__GIVEN RECORDS__

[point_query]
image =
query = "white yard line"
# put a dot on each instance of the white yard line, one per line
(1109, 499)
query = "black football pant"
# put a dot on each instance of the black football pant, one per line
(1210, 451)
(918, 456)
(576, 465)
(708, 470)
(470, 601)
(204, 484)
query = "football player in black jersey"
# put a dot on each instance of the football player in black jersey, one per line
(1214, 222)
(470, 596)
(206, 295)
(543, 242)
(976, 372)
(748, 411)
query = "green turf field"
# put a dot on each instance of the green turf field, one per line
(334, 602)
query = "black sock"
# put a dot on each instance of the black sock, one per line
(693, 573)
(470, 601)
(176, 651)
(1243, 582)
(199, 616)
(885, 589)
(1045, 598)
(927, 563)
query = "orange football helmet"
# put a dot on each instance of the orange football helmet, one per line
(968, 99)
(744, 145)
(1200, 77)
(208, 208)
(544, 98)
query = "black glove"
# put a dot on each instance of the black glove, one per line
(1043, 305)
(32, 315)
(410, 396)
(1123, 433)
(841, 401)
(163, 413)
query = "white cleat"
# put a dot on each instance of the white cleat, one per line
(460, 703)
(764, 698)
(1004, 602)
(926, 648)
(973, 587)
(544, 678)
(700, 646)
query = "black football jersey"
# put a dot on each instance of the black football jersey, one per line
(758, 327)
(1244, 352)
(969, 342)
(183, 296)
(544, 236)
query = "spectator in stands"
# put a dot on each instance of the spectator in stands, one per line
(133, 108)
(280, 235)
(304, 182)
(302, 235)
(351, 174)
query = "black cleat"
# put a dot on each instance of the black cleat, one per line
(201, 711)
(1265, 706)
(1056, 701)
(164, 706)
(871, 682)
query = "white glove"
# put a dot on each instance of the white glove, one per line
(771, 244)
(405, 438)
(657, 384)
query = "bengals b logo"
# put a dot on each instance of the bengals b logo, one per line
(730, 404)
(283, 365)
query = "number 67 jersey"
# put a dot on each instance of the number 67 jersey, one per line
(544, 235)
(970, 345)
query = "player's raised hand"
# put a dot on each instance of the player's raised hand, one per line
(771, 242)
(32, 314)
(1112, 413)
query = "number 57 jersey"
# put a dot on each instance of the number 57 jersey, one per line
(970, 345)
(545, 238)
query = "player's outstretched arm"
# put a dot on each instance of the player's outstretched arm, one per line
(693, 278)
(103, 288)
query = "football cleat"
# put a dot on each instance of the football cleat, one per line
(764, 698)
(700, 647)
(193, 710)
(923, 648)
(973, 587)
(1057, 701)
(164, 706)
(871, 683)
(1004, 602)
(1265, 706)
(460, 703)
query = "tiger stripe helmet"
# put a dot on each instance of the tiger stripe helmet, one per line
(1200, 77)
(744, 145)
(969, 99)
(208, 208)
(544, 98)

__JOB__
Please identify and copy every line in the listing above that contains the word "orange". Case counts.

__ANSWER IN FULL__
query = "orange football helmet"
# put a dot on each instance of the orange football helmet, one per line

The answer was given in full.